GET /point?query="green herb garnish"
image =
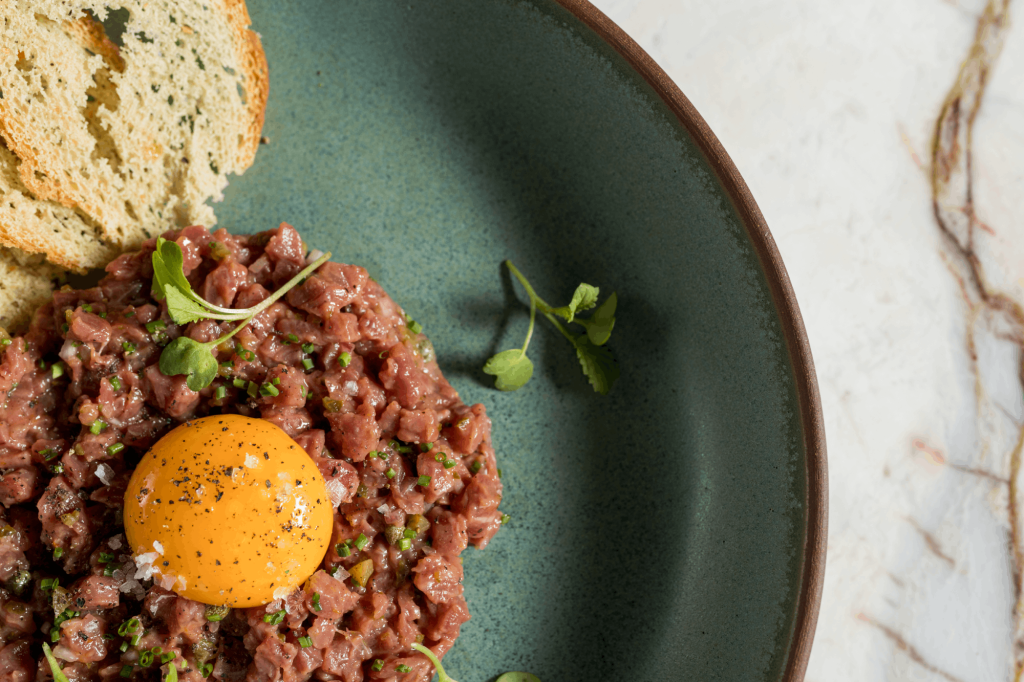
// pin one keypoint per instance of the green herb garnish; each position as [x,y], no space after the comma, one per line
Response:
[185,355]
[512,369]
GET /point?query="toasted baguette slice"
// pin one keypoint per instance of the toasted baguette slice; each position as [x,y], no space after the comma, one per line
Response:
[26,284]
[66,236]
[135,139]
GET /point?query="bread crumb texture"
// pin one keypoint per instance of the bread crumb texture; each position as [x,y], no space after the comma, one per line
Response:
[109,139]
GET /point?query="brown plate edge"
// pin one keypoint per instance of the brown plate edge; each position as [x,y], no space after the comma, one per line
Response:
[785,301]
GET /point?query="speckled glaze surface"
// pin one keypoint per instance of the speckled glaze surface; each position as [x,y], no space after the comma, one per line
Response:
[660,533]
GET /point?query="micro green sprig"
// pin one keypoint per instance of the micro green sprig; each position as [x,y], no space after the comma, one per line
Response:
[185,355]
[512,369]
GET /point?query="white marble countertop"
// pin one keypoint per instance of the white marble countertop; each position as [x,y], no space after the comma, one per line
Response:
[907,260]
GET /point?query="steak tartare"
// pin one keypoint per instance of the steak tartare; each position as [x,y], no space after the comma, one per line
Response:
[410,470]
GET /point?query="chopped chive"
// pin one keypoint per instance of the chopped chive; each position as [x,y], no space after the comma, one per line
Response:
[274,619]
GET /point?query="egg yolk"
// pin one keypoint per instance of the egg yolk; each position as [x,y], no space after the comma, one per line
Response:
[228,510]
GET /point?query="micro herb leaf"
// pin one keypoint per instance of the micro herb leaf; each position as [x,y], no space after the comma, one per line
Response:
[584,299]
[600,324]
[167,268]
[58,675]
[441,675]
[518,677]
[184,355]
[511,368]
[597,364]
[183,309]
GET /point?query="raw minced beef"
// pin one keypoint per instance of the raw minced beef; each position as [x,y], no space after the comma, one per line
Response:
[92,354]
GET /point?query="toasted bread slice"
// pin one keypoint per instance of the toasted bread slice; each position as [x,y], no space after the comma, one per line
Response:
[69,238]
[26,283]
[131,139]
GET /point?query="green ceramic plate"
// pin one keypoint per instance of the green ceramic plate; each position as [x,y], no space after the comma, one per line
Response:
[673,530]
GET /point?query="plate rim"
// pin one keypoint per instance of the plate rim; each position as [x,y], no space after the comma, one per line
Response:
[798,345]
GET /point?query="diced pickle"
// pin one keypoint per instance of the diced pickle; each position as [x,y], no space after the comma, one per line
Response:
[419,523]
[204,649]
[219,251]
[19,582]
[330,405]
[215,613]
[361,571]
[393,534]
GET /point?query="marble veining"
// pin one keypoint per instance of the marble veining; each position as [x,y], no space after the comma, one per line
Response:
[885,143]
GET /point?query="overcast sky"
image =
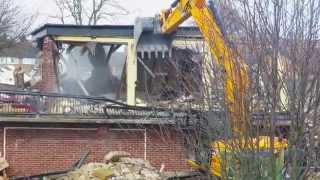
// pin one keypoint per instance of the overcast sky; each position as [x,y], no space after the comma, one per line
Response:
[47,8]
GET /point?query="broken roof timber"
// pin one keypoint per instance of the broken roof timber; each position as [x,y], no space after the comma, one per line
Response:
[103,31]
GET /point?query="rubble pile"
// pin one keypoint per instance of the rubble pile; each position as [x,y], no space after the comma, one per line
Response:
[116,166]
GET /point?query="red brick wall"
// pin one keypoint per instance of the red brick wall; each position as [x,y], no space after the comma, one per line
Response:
[32,151]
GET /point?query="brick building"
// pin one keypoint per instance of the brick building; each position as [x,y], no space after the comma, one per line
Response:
[35,144]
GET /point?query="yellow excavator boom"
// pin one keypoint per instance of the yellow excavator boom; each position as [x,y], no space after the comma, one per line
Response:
[236,78]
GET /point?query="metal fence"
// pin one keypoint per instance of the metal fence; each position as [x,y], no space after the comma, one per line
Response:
[51,104]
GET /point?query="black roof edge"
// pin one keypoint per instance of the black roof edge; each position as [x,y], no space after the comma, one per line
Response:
[37,30]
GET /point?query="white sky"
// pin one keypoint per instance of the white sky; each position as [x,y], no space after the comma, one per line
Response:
[47,8]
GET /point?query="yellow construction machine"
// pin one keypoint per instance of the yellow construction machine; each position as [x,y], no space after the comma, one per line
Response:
[236,78]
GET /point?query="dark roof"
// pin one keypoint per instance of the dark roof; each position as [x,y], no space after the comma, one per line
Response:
[9,87]
[125,31]
[23,49]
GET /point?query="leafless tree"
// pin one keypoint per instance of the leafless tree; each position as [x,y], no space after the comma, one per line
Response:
[14,24]
[279,40]
[91,12]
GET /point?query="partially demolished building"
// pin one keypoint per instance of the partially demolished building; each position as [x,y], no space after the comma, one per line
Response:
[97,66]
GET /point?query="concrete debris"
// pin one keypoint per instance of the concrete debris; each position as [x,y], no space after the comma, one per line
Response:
[118,166]
[114,156]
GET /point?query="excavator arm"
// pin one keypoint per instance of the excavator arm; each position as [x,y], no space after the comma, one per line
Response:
[155,33]
[236,78]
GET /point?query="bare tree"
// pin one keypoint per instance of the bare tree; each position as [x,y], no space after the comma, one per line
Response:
[91,12]
[13,23]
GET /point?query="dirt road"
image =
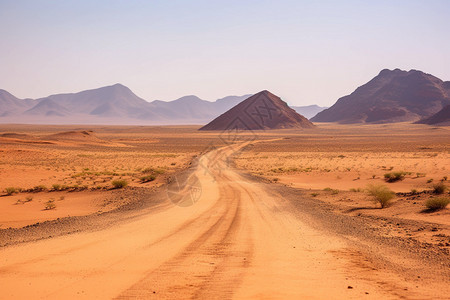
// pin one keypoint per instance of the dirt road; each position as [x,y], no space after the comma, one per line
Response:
[238,240]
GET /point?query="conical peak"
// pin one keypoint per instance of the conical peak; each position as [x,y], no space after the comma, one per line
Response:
[261,111]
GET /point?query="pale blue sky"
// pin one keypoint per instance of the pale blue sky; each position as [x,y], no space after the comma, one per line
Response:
[307,52]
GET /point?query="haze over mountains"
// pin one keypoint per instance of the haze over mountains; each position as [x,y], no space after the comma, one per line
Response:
[261,111]
[115,104]
[392,96]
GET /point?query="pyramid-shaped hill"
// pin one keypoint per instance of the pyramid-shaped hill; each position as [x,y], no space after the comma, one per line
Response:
[261,111]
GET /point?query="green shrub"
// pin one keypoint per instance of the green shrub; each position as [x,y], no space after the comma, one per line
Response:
[10,190]
[148,178]
[119,183]
[439,188]
[381,194]
[437,203]
[394,176]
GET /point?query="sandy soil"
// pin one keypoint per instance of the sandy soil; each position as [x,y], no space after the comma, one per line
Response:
[215,231]
[83,162]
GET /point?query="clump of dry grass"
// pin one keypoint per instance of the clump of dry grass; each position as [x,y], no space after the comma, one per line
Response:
[439,188]
[147,178]
[381,194]
[437,203]
[11,190]
[394,176]
[50,204]
[119,183]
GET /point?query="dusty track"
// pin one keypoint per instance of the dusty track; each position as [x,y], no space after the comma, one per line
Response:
[238,240]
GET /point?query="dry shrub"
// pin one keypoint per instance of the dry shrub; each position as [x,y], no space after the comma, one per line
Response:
[437,203]
[439,188]
[119,183]
[381,194]
[394,176]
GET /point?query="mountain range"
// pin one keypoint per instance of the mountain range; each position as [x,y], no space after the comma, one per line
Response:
[392,96]
[116,104]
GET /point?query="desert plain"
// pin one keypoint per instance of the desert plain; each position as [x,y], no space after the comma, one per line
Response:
[172,212]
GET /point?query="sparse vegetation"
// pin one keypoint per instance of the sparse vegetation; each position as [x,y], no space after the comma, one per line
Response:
[50,204]
[147,178]
[10,190]
[394,176]
[39,188]
[439,188]
[153,171]
[381,194]
[437,203]
[119,183]
[333,191]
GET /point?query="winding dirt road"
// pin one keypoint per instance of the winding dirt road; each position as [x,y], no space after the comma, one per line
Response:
[238,240]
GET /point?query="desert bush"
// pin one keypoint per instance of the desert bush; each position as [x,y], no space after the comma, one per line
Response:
[10,190]
[394,176]
[50,204]
[119,183]
[147,178]
[381,194]
[437,203]
[439,188]
[153,171]
[40,188]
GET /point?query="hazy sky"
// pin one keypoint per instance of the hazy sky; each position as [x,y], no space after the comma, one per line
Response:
[307,52]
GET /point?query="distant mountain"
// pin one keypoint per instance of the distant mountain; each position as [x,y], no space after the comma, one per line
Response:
[442,117]
[261,111]
[10,105]
[114,104]
[309,111]
[392,96]
[47,107]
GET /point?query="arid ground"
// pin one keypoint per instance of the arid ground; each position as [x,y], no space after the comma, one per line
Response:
[216,215]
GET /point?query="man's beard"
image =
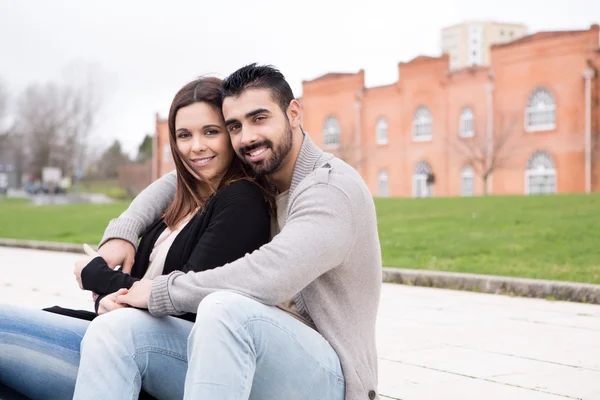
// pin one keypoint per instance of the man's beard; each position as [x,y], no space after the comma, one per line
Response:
[272,164]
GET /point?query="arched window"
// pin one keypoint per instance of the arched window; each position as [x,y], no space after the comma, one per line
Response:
[422,125]
[540,113]
[384,184]
[331,132]
[540,175]
[466,123]
[467,178]
[422,180]
[381,131]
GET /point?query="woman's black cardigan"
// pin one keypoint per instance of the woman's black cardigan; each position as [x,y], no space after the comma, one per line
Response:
[234,221]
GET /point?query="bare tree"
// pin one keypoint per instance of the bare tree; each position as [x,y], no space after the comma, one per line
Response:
[55,120]
[486,154]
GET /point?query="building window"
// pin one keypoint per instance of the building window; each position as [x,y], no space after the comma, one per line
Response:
[540,175]
[467,178]
[381,131]
[466,126]
[383,183]
[422,125]
[422,180]
[166,153]
[540,113]
[475,46]
[331,133]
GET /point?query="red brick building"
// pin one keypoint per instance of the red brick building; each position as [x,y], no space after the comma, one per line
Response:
[534,113]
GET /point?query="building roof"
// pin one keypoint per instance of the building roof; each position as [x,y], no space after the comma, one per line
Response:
[540,36]
[332,75]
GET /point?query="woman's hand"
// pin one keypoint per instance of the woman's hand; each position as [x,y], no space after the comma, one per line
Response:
[118,252]
[138,295]
[82,262]
[109,302]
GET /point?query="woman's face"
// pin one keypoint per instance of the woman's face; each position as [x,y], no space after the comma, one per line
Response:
[202,140]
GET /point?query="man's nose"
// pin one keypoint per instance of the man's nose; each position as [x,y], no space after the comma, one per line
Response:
[249,136]
[198,145]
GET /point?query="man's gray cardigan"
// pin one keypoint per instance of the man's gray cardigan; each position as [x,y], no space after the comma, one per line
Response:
[327,257]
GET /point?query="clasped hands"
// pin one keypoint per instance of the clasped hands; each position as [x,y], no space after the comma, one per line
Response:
[116,252]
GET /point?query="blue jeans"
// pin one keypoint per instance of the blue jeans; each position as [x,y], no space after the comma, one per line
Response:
[237,349]
[39,352]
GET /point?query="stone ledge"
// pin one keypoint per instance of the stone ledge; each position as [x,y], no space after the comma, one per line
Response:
[555,290]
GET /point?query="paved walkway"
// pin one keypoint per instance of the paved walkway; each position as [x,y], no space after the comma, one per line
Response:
[433,344]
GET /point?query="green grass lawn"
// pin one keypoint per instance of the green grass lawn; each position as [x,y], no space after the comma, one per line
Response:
[77,223]
[544,237]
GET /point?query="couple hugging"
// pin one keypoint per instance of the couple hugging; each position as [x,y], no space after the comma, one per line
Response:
[257,274]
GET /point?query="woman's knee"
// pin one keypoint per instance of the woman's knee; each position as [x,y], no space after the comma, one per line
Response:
[223,306]
[115,326]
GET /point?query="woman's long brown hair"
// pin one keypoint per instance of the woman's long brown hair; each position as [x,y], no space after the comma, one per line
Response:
[187,200]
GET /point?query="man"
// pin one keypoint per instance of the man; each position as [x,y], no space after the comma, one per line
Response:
[294,319]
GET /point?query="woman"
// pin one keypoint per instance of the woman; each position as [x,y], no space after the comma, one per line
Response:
[219,214]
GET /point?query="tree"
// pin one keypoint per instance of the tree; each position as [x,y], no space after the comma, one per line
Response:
[145,150]
[55,121]
[485,154]
[111,160]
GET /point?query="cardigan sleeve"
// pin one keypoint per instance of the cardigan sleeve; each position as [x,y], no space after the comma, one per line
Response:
[143,211]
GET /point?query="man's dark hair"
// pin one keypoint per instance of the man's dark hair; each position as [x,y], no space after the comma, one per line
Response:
[259,77]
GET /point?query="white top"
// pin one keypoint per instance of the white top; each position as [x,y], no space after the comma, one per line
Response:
[161,249]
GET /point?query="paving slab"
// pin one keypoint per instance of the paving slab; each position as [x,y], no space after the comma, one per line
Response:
[432,343]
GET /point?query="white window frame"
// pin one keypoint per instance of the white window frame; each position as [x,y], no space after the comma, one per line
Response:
[381,131]
[540,170]
[383,178]
[421,118]
[419,180]
[533,108]
[466,115]
[331,127]
[467,173]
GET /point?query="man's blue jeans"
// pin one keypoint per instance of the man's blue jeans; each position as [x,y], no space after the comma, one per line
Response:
[238,349]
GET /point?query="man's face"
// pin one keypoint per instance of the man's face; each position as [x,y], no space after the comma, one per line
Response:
[260,132]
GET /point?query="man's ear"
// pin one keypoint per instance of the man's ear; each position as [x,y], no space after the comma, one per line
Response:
[294,113]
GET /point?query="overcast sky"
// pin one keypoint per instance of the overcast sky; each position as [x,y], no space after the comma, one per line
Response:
[142,52]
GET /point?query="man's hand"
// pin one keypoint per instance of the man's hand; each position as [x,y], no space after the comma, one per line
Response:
[109,302]
[138,295]
[82,262]
[118,252]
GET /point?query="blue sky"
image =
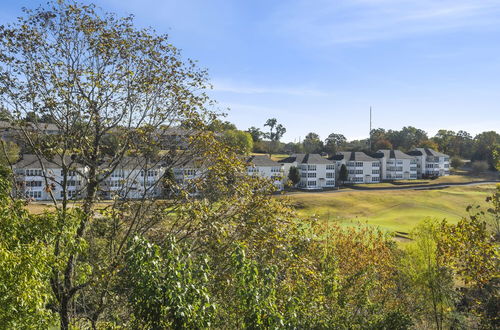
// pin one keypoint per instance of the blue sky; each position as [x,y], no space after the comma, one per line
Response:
[319,65]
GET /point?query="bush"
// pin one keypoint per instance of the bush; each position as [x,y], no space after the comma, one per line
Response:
[456,162]
[479,166]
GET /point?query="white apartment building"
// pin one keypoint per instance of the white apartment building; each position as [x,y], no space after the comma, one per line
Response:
[361,168]
[396,165]
[42,179]
[431,163]
[315,171]
[265,167]
[133,178]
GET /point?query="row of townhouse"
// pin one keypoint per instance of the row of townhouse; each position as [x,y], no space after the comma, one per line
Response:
[317,172]
[133,177]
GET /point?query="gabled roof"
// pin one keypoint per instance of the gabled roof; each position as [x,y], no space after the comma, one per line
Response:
[426,152]
[306,159]
[353,156]
[392,154]
[261,160]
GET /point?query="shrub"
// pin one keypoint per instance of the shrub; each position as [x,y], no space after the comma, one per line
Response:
[479,166]
[456,162]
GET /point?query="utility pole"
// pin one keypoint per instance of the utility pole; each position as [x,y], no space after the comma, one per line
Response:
[370,136]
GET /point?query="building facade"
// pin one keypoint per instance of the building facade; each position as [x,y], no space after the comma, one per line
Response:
[265,167]
[42,179]
[361,168]
[396,165]
[431,163]
[316,172]
[133,178]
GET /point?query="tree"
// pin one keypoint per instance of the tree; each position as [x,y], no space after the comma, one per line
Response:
[383,144]
[256,134]
[343,174]
[429,144]
[25,262]
[276,132]
[312,143]
[9,153]
[241,142]
[445,140]
[166,287]
[431,282]
[94,75]
[407,138]
[218,125]
[484,145]
[334,142]
[456,162]
[294,175]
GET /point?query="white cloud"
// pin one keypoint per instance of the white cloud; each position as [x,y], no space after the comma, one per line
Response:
[238,88]
[359,21]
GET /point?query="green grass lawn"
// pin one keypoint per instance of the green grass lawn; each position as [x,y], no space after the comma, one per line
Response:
[274,157]
[390,210]
[459,177]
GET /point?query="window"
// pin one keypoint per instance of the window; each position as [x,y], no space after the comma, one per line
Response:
[34,194]
[70,173]
[191,172]
[34,172]
[252,169]
[115,183]
[117,174]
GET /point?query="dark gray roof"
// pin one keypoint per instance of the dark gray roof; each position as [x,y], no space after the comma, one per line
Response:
[305,159]
[353,156]
[394,154]
[427,152]
[261,160]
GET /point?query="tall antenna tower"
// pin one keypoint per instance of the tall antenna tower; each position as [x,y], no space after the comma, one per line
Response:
[370,136]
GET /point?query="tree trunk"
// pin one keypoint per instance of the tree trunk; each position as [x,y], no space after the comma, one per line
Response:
[64,313]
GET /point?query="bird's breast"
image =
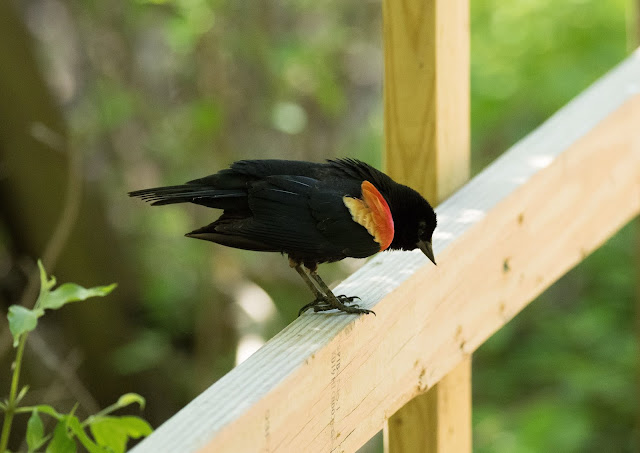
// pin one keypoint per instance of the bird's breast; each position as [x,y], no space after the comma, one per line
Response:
[373,213]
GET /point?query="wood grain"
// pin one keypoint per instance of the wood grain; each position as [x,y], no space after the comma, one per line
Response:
[328,381]
[426,92]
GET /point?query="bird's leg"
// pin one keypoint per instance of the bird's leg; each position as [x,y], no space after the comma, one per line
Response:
[320,298]
[331,301]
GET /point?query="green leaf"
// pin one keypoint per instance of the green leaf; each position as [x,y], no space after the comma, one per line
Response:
[35,431]
[114,432]
[45,283]
[22,320]
[22,393]
[49,410]
[70,292]
[76,427]
[130,398]
[62,441]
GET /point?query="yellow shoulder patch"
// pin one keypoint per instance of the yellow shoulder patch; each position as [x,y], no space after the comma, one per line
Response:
[373,213]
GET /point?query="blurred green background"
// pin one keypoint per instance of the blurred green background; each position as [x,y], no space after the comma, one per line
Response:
[130,94]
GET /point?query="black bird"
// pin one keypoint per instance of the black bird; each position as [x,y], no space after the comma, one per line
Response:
[314,212]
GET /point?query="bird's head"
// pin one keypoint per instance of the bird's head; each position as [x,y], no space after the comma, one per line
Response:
[414,221]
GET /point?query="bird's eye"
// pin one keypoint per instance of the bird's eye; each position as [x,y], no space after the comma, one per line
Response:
[421,228]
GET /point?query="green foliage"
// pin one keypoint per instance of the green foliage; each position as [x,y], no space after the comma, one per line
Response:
[110,433]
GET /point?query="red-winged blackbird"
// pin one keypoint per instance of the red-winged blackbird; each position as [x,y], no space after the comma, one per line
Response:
[314,212]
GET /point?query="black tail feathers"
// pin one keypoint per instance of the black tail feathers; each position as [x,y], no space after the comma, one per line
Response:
[189,193]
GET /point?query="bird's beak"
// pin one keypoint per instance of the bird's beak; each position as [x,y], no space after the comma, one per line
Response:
[427,249]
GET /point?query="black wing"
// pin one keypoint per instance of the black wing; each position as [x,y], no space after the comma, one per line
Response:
[301,216]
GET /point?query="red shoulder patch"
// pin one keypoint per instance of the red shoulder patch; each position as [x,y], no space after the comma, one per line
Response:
[372,212]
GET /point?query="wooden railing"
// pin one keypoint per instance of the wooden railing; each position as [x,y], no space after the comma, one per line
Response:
[328,382]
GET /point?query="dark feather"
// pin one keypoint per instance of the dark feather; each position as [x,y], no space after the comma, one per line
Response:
[297,208]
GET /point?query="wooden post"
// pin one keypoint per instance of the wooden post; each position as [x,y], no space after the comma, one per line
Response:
[426,101]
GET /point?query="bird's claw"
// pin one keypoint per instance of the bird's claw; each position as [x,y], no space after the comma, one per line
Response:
[342,303]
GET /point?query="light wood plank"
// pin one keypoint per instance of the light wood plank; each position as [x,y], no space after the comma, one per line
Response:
[438,420]
[328,382]
[426,97]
====================
Select and copy each line of the data above that contains the string "diced", matching case.

--- Result ---
GET /point?query="diced pickle"
// pin one keypoint per instance of the diced pickle; each position as [x,y], no space after the comma, one per line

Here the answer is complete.